• **EXCERPT PROVIDED**
════════════════

Kitchen fires revisited

I received a letter from a reader of this column who pointed out a hazard in the kitchen that I had not written about in a recent article on kitchen fires. The hazard mentioned are appliances that remain plugged in when there is no one in the kitchen, especially toasters. I do not have any statistics on the number of fires caused by plugged in appliances, but I do have a related story. A number of years ago, we had friends that lived on Ramblewood Rd. There was no one home when the house caught fire, and the fire went undetected for some time. In the end, the house would be completely destroyed. The cause, determined by fire investigators, was an appliance that had been left plugged in.

Mr. Plaschke wrote in his letter that for 27 years he had been living in a retirement community in Arizona. During that time, he said that there were “several very severe fires” caused by toasters that had been left plugged in when not in use. He went on to say that in each of these incidents, the homeowners were not home.

Anything plugged into a receptacle is plugged into a heat source. I remember being on duty at Station 14 one night, when a friend of mine called to tell me that he had a problem in his kitchen. Though he did not feel that he needed us to respond, he and I talked until he found the problem, which was an overheated part in the back of his refrigerator. As with the toasters that were mentioned, had they not been home, this could have ended in his house catching fire. We cannot unplug our refrigerator every time that we go out, but we can do everything possible to keep it clean and vacuumed out underneath.

════════════════

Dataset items
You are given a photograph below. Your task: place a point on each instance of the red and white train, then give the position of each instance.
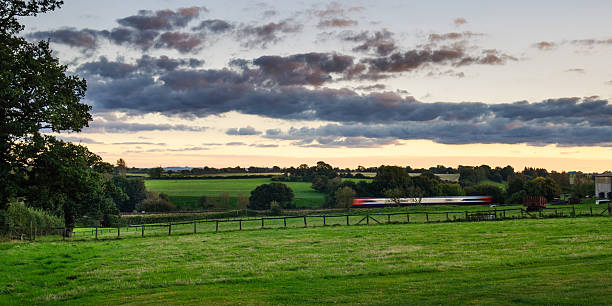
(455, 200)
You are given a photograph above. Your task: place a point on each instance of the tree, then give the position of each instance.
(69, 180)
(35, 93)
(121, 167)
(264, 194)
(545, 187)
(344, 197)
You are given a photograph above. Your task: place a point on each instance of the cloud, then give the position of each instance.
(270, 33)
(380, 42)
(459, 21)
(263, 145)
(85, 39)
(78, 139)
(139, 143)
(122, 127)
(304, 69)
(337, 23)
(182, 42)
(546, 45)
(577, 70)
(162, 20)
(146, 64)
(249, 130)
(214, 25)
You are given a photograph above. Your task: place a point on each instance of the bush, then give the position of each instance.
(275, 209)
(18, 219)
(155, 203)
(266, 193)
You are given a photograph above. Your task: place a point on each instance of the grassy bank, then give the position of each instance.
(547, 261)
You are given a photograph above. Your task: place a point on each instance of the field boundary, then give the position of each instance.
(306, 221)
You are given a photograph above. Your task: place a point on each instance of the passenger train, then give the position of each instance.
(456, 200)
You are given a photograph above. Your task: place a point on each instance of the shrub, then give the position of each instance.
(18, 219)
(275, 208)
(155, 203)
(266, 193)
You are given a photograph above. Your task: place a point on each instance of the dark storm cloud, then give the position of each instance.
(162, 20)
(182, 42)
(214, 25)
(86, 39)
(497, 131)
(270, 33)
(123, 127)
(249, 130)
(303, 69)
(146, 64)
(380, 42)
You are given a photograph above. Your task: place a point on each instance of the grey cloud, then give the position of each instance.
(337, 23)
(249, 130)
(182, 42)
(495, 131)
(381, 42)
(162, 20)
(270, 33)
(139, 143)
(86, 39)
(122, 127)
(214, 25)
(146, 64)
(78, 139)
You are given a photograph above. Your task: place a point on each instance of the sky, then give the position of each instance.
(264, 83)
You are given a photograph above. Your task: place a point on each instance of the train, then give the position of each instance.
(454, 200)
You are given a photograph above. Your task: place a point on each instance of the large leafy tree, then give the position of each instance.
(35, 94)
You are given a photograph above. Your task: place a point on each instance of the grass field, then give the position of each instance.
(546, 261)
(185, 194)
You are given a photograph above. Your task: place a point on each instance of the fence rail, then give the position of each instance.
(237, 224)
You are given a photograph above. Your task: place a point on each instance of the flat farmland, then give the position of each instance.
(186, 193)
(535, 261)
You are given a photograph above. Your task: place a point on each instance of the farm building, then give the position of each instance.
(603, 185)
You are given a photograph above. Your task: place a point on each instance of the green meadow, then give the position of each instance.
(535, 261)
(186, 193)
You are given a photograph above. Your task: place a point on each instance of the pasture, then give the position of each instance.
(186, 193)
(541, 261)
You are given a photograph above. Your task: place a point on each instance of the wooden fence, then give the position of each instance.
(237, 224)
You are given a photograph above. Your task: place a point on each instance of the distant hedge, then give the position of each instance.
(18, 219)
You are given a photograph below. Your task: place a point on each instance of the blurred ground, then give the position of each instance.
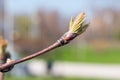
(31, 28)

════════════════

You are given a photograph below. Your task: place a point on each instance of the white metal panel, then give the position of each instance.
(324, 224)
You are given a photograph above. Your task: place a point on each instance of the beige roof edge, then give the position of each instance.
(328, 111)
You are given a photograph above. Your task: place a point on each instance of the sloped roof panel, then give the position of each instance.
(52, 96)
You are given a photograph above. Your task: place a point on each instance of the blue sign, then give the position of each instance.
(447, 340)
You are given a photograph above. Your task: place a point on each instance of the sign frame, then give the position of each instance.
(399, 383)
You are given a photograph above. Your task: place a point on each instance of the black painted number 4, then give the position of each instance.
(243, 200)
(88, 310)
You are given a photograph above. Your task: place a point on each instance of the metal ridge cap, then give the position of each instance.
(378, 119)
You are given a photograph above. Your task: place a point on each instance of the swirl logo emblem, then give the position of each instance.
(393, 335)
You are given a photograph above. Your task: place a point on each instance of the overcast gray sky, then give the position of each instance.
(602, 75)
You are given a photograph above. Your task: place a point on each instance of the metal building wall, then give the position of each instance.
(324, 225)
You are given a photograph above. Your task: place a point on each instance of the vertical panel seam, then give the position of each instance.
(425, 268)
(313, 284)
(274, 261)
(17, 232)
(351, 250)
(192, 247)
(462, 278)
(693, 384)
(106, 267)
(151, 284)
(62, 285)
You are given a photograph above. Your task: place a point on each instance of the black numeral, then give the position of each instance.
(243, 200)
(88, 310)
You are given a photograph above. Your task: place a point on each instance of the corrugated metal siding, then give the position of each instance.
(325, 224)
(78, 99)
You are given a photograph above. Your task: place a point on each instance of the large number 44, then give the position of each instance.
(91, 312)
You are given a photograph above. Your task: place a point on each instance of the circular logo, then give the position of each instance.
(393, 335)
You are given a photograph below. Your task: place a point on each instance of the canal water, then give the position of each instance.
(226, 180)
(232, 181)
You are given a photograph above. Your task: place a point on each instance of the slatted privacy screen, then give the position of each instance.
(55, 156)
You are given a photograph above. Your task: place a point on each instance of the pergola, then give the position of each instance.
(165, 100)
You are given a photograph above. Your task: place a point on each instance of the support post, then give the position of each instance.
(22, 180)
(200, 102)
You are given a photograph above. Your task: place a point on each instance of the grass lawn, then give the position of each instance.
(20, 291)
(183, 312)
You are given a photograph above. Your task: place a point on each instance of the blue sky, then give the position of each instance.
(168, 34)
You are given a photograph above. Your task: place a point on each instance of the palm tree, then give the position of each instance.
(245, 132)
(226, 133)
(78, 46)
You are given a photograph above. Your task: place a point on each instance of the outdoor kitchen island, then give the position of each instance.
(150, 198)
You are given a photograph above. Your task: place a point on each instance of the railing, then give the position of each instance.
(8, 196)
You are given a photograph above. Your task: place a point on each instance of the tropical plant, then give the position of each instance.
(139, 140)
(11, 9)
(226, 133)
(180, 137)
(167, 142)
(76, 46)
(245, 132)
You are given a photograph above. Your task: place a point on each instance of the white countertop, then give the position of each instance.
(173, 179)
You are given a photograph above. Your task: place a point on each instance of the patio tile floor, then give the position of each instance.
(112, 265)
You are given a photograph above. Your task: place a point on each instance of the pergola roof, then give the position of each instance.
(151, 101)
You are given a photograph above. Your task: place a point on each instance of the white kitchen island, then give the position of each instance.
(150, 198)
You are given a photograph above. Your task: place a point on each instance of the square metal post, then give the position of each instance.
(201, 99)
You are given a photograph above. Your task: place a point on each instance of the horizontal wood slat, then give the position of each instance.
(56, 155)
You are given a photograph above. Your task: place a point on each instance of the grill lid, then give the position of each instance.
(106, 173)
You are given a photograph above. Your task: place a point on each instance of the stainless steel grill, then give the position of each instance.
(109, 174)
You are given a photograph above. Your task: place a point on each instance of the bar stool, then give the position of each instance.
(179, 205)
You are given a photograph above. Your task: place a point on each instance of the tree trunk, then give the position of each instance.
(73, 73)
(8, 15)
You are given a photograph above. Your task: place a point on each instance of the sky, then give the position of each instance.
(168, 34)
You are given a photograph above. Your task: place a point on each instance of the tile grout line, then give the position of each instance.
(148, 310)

════════════════

• **EXERCISE OBJECTIVE**
Why does the kitchen fires column treat appliances left plugged in as a fire hazard, and what does it suggest for a refrigerator that cannot be unplugged? Answer in one to three sentences. The dataset items are not needed here.

• **FINISHED EXERCISE**
Anything plugged into a receptacle is plugged into a heat source, so a part can overheat, as one did in the back of a friend's refrigerator. Since a refrigerator cannot be unplugged every time people go out, the column advises keeping it clean and vacuumed out underneath.